> [TEXT PASSAGE]:

□ □ □ □ □

# Cruze Mods



## 804tdicruze (Oct 15, 2014)

How many of y'all here have done a thing after market to your Cruze TDI can be engine looks lowering lighting etc let's see what's out there


----------



## Snipesy (Dec 7, 2015)

What I've done.



KN Intake (Cause I love oil on my MAF sensor <3 ) I actually put the resonator back in today. The resonator surprisingly makes the short intake a lot more quiet, but I was tired of dust getting on that insulation.


All the LEDs.
DEF is sort of disabled. It won't trap me at 4 mph limp mode in theory.

That's it 

What I am working on



2.5" DownPipe (should probably double check that, I am pretty sure its 2.5"), 3" DP-Back, with either a 4" magnaflow muffler. Mostly stainless steel.


FX-R Retrofit with 5500K bulbs. Afraid of heat, so sticking with 35W.
Replacing the godawful Pioneer 6x9s. (or maybe I just got a bad batch)

Distant Future



Turn DEF Tank into a lawn ornament. Carry around a spare tire instead.
250 HP Goal
Bigger badder fixed turbo


----------



## 804tdicruze (Oct 15, 2014)

They make an intake for the CTD?


----------



## Snipesy (Dec 7, 2015)

804tdicruze said:


> They make an intake for the CTD?


Sort of. They are what I call "Short Intakes" which are cheap and take air directly from whatever happens to be in the engine bay. The factory intake is a cold air intake as it takes air from the outside, but it's like sucking threw a very thin straw.

Amsoil and KN (who are both the same company) make the intakes. Amsoil is dry, KN is oil. Otherwise the two are exactly the same.


----------



## diesel (Jun 8, 2013)

A few people have posted build threads in this section, with pics and details. I think if you search the words diesel and build you should be able to find some of them.


----------



## 804tdicruze (Oct 15, 2014)

Yea I'm prolly not gonna put an intake in my in sure it really opens up the air flow I wanna do HID or LEDS but I'm worried about the DTRL and how they will affect the lights


----------



## Snipesy (Dec 7, 2015)

804tdicruze said:


> Yea I'm prolly not gonna put an intake in my in sure it really opens up the air flow I wanna do HID or LEDS but I'm worried about the DTRL and how they will affect the lights


I think some people just made the headlights full power 24/7 else you will need a special relay to hook up the HIDs. LEDS I am guessing would just plug right in. Of course people on here will scream at you for not using projectors. The Diesel is almost exactly the same as the Gas except for the actual engine, so you can see what people did with the other models.


----------



## DECruzer (Jul 19, 2015)

It's not a freakin' "TDI" engine.


----------



## albertacruze (Feb 5, 2015)

DECruzer said:


> It's not a freakin' "TDI" engine.


Well technically it is a "TDI". Turbocharged and direct injected (common rail).


----------



## Jdrury15 (Oct 26, 2015)

2015 Diesel mods are

K&N intake
2.5 down pipe
2.5 mid pipe
tuned and deleted

future mods 

Projector headlights
S1bg turbo 
25% over injectors


----------



## Snipesy (Dec 7, 2015)

□ □ □ □ □

> [DATA]:
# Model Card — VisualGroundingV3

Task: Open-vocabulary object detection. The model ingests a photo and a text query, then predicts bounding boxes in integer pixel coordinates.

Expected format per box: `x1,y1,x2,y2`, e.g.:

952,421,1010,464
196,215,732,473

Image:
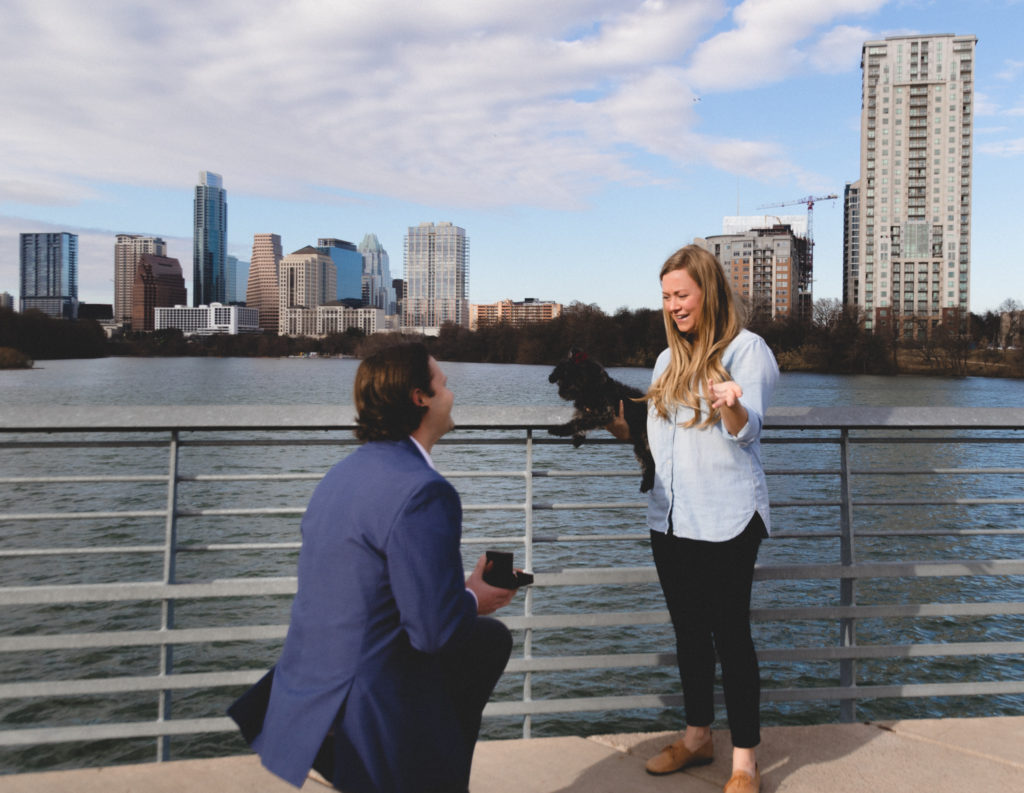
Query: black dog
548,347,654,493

□ □ □ □ □

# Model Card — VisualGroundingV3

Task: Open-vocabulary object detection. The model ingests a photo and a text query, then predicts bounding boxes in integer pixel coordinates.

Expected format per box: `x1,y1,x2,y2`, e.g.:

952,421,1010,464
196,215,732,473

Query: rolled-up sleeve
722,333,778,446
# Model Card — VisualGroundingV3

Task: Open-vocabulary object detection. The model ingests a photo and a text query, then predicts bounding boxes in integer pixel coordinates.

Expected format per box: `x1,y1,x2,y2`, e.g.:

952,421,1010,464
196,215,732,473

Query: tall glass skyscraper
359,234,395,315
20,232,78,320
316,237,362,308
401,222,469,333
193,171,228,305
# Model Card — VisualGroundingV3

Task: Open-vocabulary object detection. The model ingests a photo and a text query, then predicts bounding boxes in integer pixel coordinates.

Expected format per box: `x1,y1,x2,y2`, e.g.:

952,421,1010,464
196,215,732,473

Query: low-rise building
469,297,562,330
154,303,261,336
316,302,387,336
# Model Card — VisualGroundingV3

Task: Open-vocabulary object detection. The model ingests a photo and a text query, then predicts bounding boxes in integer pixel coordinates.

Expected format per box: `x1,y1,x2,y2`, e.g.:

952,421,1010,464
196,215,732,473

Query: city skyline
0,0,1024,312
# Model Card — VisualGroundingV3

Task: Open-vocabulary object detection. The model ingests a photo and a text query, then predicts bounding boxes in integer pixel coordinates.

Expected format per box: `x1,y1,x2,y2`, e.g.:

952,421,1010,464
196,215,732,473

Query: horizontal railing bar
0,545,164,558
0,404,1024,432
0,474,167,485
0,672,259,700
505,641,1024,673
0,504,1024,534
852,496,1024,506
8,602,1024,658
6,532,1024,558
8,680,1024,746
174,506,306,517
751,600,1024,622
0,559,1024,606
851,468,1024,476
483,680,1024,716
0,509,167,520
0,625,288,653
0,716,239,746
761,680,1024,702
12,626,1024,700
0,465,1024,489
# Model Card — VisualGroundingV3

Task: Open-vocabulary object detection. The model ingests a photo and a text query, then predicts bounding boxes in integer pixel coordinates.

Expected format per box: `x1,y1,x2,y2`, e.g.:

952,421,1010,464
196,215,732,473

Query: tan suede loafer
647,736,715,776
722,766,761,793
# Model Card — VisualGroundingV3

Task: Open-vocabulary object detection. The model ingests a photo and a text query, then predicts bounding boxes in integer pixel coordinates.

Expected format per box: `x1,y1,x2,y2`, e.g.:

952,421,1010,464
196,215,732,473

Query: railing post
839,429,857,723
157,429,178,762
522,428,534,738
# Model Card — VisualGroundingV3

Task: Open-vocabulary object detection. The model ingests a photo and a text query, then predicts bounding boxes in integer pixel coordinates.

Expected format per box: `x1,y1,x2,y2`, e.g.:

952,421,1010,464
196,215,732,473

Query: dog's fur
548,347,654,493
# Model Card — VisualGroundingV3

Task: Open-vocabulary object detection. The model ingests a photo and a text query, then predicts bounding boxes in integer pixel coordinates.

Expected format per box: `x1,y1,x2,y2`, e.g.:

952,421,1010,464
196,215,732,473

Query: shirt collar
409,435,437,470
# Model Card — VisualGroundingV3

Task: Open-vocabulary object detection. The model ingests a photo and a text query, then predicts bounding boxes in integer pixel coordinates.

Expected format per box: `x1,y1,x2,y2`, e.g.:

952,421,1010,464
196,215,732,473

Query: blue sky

□ □ □ □ □

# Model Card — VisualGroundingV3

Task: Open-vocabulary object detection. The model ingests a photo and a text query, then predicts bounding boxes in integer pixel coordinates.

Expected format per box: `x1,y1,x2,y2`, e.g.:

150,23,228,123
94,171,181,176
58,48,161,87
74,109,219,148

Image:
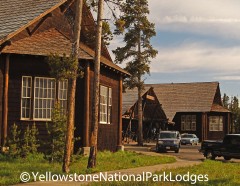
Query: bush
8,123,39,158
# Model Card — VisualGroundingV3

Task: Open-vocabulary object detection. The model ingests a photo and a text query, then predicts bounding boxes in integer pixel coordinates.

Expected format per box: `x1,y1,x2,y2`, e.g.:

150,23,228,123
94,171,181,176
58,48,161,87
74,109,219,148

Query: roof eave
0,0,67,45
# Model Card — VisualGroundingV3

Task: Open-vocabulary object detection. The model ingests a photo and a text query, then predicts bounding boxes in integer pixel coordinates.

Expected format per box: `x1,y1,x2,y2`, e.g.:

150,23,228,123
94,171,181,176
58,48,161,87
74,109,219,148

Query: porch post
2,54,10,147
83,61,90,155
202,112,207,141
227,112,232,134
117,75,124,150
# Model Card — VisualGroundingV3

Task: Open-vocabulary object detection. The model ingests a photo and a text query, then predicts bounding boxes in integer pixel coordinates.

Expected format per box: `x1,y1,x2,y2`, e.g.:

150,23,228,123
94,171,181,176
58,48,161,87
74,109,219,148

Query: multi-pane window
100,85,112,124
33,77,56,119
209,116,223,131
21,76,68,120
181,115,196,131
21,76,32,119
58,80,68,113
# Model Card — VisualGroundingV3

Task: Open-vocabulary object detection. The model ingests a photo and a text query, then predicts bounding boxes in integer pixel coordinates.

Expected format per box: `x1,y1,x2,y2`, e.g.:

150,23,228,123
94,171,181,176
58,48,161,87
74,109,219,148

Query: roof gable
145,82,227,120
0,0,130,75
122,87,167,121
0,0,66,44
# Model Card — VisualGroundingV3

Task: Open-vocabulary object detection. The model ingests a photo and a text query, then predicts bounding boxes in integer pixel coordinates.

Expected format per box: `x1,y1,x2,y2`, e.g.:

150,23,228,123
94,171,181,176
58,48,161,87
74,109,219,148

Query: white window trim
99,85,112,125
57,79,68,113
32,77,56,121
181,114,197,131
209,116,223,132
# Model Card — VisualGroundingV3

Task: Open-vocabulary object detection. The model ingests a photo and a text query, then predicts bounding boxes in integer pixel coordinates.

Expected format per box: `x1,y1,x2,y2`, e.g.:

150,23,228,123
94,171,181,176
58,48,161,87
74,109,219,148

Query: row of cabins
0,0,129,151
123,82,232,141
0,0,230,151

□ □ □ □ □

> [SET TASKS]:
a - Do these statements agree with the Cruze mods thread? Answer yes or no for each and quote the words of the thread that decide it. (i) Snipesy says Amsoil and KN are the same company. (ii) Snipesy chose 55W bulbs for the FX-R retrofit. (iii) albertacruze says the engine technically is a "TDI".
b - Which lines of the records contain the string "post"? Show every one of them.
The forum thread and the records have no connection to each other.

> [COMPLETE ANSWERS]:
a -
(i) Yes: "Amsoil and KN (who are both the same company) make the intakes."
(ii) No: "Afraid of heat, so sticking with 35W."
(iii) Yes: "Well technically it is a "TDI"."

b -
Query: railing post
Query: porch post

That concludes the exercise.